:: DOCUMENT PASSAGE ::
_ _ _ _

Thread: [Libmesh-devel] High-order elements, Stokes solvers

Brought to you by: benkirk, jwpeterson, roystgnr

libmesh-devel

[Libmesh-devel] High-order elements, Stokes solvers

From: Jed B. <je...@59...> - 2009-05-31 17:52:33

Attachments: signature.asc

I'm using libmesh to provide a reference implementation of Q_2 elements
for Poisson, and Q_2-Q_1 for Stokes. If possible, I would also like to
compare with third-order elements, but HIERARCHIC appears to produce
insanely ill-conditioned matrices. For example,

./ex4-opt -d 3 -n 4 -f HIERARCHIC -o THIRD -ksp_monitor -ksp_converged_reason -pc_type lu -pc_factor_mat_solver_package superlu

does not converge. All of petsc, umfpack, mumps, and spooles are
unsuccessful as well. Apparently there is no third-order Lagrange
implementation so perhaps I'm out of luck here.

_ _ _ _

:: DATA SECTION ::
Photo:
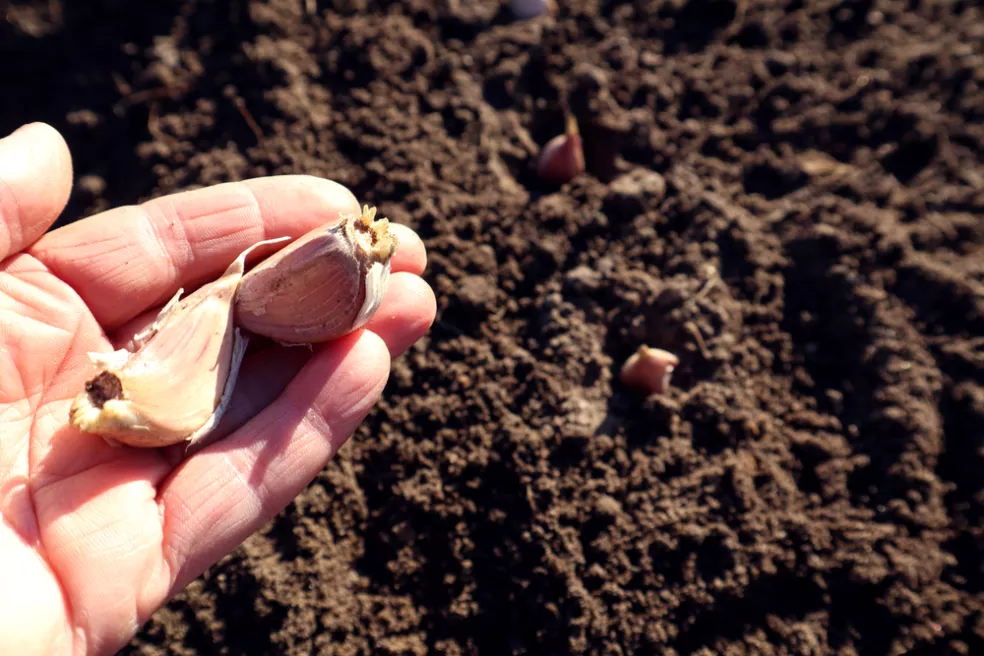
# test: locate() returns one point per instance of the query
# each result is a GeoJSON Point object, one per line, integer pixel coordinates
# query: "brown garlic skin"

_ _ _ _

:: EXERCISE DETAILS ::
Translate this sentence from the forum post about high-order elements above into Spanish: "Apparently there is no third-order Lagrange implementation so perhaps I'm out of luck here."

:: SOLUTION TO THIS EXERCISE ::
Al parecer no existe una implementación de Lagrange de tercer orden, así que quizá no tenga suerte en este caso.